EXERCISE REQUIREMENTS -> Can you give the items from the line holding "Objective — one dot per instance of the rear" through the line holding "Objective — one dot per instance of the car", inclusive, again with "silver car" changed to "gray car" and all else left the same?

MATERIAL SUPPLIED ->
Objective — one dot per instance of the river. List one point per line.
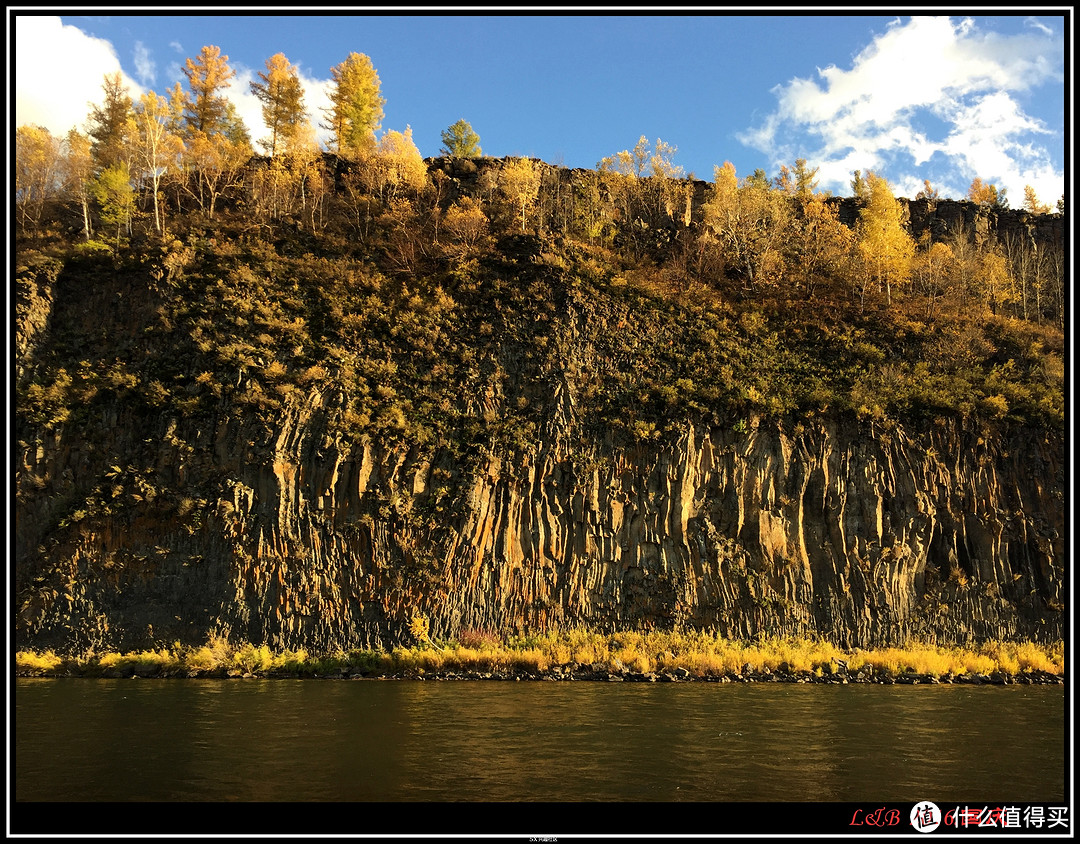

---

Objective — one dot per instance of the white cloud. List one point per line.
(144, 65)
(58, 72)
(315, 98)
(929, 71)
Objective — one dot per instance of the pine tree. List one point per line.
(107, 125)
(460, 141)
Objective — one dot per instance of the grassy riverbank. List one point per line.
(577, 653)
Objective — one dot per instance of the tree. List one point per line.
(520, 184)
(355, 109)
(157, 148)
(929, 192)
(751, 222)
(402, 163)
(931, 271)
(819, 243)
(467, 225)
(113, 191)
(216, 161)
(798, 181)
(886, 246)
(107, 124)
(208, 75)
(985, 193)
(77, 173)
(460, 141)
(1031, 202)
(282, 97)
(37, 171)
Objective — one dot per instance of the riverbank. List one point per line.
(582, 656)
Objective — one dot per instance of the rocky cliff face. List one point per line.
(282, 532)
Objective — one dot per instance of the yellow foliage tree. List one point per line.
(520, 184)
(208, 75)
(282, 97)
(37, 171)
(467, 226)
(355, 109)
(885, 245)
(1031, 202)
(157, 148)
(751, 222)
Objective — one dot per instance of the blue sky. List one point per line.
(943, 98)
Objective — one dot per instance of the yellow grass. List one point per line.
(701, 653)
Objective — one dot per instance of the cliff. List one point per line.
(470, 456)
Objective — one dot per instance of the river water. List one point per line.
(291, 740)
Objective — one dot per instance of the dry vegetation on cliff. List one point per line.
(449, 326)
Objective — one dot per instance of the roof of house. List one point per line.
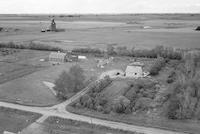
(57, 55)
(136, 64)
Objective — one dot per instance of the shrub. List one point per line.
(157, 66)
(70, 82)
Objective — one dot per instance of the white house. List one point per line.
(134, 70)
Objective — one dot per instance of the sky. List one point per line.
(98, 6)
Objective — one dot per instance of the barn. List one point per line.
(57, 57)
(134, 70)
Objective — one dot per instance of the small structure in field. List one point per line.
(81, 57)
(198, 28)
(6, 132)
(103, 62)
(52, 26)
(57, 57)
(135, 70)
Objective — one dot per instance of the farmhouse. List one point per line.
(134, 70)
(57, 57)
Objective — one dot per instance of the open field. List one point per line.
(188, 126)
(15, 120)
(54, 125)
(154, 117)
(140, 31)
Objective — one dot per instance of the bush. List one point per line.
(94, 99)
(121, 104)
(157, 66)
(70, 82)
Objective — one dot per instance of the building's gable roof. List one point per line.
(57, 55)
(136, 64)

--

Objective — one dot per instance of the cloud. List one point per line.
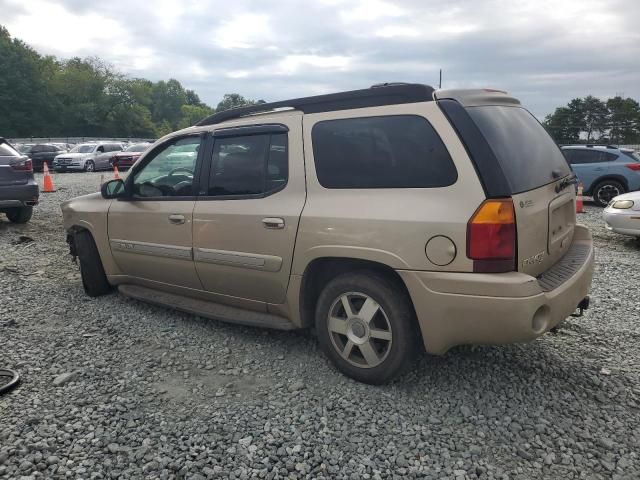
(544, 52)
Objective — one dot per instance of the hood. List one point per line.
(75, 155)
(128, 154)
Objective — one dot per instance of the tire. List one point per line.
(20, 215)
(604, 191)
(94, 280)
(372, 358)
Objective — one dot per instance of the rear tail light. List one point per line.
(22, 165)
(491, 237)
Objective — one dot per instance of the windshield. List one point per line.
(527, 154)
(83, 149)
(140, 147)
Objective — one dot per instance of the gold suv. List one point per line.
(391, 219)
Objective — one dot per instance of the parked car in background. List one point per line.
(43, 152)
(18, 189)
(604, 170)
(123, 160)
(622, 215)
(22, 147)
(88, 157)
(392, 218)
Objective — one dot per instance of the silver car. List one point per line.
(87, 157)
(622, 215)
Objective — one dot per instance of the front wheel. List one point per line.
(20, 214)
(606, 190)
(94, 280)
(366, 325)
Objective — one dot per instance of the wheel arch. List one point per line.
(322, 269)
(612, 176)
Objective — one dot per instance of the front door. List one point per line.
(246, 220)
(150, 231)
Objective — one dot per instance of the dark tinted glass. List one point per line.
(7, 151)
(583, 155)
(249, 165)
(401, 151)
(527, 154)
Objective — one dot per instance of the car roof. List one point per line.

TASK RESULT ->
Objective — one dot per instance of the rear tail light. List one point per line.
(22, 165)
(491, 237)
Objective — one dot per instance of the windshield. List one point per line.
(527, 154)
(83, 149)
(140, 147)
Objective — one dot per instance of the gold suv. List one point per line.
(391, 219)
Objective — one dot per instance of the parked car in background. List one point per line.
(43, 152)
(18, 189)
(604, 170)
(123, 160)
(622, 215)
(22, 147)
(88, 157)
(392, 218)
Objective — one dot per instance of the gray car. List one point per line.
(87, 157)
(622, 215)
Objective — one dot per instance of the front wheel. List one point per line.
(20, 214)
(606, 190)
(94, 280)
(366, 325)
Objective — one dot per instance of the wheel arch. List one point per line.
(322, 269)
(612, 176)
Objective — one dot per instance of the front door. List one point per line.
(246, 220)
(150, 231)
Objective — one dot per instance of the dark tinted glass. List one point per line.
(7, 151)
(583, 155)
(249, 165)
(401, 151)
(527, 154)
Objective — one dot per instance of the car roof. List one point per line.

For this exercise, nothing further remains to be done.